What is required »
Please repeat the records, word for word and without gaps.

Listed entries »
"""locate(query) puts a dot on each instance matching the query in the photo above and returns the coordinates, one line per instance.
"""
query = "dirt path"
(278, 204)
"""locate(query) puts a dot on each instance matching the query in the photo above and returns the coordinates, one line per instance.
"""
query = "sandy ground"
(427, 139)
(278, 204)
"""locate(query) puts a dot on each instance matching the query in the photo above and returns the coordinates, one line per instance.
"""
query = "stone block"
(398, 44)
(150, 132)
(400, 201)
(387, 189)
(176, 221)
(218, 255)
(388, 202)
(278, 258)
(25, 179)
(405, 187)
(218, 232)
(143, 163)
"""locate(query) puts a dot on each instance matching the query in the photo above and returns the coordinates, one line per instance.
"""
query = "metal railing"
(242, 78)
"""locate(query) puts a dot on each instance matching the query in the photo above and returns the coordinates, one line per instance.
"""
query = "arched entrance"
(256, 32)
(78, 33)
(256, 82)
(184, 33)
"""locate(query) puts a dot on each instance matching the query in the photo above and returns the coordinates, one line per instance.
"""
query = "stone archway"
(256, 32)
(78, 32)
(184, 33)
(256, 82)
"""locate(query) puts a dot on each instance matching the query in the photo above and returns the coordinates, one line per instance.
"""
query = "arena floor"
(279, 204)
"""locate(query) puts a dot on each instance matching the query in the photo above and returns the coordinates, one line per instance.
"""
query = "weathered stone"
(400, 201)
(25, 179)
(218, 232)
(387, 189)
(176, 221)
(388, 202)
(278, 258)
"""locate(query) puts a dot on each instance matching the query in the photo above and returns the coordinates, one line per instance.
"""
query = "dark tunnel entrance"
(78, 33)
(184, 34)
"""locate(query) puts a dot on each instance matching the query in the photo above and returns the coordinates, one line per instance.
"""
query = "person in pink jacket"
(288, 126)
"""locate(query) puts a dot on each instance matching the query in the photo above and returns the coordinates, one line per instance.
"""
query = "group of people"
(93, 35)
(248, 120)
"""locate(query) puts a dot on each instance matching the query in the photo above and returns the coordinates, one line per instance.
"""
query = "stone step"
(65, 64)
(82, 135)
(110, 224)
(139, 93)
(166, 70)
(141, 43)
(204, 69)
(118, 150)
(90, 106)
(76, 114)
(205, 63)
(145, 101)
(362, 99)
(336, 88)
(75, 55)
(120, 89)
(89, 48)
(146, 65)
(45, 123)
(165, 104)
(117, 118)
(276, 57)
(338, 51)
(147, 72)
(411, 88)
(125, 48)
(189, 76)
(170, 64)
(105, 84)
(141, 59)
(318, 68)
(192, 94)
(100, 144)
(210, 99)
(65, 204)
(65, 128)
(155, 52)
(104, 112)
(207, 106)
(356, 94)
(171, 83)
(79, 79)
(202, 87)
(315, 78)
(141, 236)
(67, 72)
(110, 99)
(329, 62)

Answer section »
"""locate(query) puts a dot on each instance matching the query in the photo above and returns the coordinates, one line per instance.
"""
query = "dirt path"
(278, 204)
"""locate(query) puts a dot on each instance matching the query in the photo above and returns the coordinates, one line per instance.
"""
query = "sandy ground"
(427, 139)
(278, 204)
"""locate(query) puts a dot on each instance matching the query in the photo above and returns the coordinates, one line per instance.
"""
query = "stone block"
(398, 44)
(150, 132)
(400, 201)
(387, 189)
(176, 221)
(218, 255)
(388, 202)
(278, 258)
(25, 179)
(405, 187)
(218, 232)
(143, 163)
"""locate(query) puts a dot on each instance matching the query in the photo above and returns the coordinates, one line per instance.
"""
query = "metal railing"
(242, 78)
"""locate(query) puts a dot on each instance matching the query in the photo above and returns the coordinates, one line per instance.
"""
query = "arched entrance"
(256, 32)
(78, 33)
(256, 82)
(184, 33)
"""locate(query) puts a dot on each instance matching the query in the photo above and returns the coordinates, one line per instance.
"""
query = "stone archway"
(256, 32)
(78, 32)
(184, 33)
(256, 82)
"""locate(query) puts a dot on each instance matching the query in the photo above and returns the coordinates, one line per instance.
"""
query = "arena floor"
(279, 204)
"""locate(query) puts a dot on each instance matching the query in the photo above and returns the coordinates, one line per instance.
"""
query = "weathered stone"
(400, 201)
(25, 179)
(218, 232)
(387, 189)
(176, 221)
(388, 202)
(278, 258)
"""locate(query) puts a dot on each instance matching the query in the photo above and returns the coordinates, one line per instance.
"""
query = "dark tunnel entrance"
(78, 33)
(184, 34)
"""locate(query) puts a dot on each instance matching the query in the photo above and returns the coordinates, one line per instance.
"""
query = "person in pink jacket"
(288, 126)
"""locate(query) puts a dot on each instance matching the query in the photo above and returns the coordinates, one line per instance.
"""
query = "group of people"
(93, 35)
(248, 120)
"""locate(query) puts a dot on each instance matching the query in the photo above and returns the coordinates, one line per instance.
"""
query = "stone step"
(65, 64)
(82, 135)
(110, 224)
(139, 93)
(166, 70)
(141, 43)
(204, 69)
(118, 150)
(90, 106)
(76, 114)
(205, 63)
(145, 101)
(362, 99)
(336, 88)
(75, 55)
(120, 89)
(89, 48)
(146, 65)
(45, 123)
(165, 104)
(117, 118)
(276, 57)
(338, 51)
(147, 72)
(411, 88)
(125, 48)
(189, 76)
(170, 64)
(105, 84)
(141, 59)
(318, 68)
(192, 94)
(100, 144)
(210, 99)
(65, 204)
(65, 128)
(155, 52)
(104, 112)
(207, 106)
(356, 94)
(171, 83)
(79, 79)
(202, 87)
(315, 78)
(141, 236)
(67, 72)
(110, 99)
(329, 62)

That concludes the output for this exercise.